*** Provided records Section Begins ***

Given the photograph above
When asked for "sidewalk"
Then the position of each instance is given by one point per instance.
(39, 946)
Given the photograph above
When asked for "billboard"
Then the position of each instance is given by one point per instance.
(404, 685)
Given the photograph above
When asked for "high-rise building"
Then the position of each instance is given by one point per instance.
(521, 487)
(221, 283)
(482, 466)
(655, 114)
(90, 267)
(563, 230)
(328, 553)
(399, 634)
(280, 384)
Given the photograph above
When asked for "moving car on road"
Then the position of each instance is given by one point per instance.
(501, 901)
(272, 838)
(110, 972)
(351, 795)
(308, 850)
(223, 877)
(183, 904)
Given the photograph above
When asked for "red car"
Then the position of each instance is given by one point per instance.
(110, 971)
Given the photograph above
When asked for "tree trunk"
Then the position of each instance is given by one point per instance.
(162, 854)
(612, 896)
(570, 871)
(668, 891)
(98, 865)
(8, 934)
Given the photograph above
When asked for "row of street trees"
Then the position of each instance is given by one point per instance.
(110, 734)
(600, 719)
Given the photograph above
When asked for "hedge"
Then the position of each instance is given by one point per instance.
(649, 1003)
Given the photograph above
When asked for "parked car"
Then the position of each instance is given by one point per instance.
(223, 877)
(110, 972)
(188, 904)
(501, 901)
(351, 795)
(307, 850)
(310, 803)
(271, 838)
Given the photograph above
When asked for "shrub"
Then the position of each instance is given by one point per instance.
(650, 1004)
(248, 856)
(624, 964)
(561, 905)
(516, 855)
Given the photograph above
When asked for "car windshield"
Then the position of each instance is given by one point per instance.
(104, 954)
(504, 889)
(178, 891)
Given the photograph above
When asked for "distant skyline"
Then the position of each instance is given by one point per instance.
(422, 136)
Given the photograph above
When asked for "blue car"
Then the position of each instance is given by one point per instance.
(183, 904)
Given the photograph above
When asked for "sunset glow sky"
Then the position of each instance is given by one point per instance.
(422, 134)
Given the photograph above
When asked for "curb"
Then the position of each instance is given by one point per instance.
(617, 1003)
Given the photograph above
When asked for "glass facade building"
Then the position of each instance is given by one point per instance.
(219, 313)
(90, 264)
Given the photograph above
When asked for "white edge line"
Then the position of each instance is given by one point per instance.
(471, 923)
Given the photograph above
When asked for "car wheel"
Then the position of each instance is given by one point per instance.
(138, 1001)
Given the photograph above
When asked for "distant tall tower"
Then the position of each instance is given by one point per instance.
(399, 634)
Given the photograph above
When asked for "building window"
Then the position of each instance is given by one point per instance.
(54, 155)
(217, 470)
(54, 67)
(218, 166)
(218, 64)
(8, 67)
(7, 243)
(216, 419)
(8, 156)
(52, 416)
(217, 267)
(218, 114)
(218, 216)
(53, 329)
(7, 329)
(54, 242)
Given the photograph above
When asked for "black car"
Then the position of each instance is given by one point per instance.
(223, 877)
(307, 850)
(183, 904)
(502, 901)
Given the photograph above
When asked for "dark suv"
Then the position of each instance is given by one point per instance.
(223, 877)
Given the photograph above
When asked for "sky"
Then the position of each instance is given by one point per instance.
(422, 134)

*** Provided records Section Ends ***

Work request:
Your answer must be every line from the listing above that holds the string "building".

Answer to this problem:
When asked for "high-rise building"
When asked for "glass facade building"
When asked for "building window"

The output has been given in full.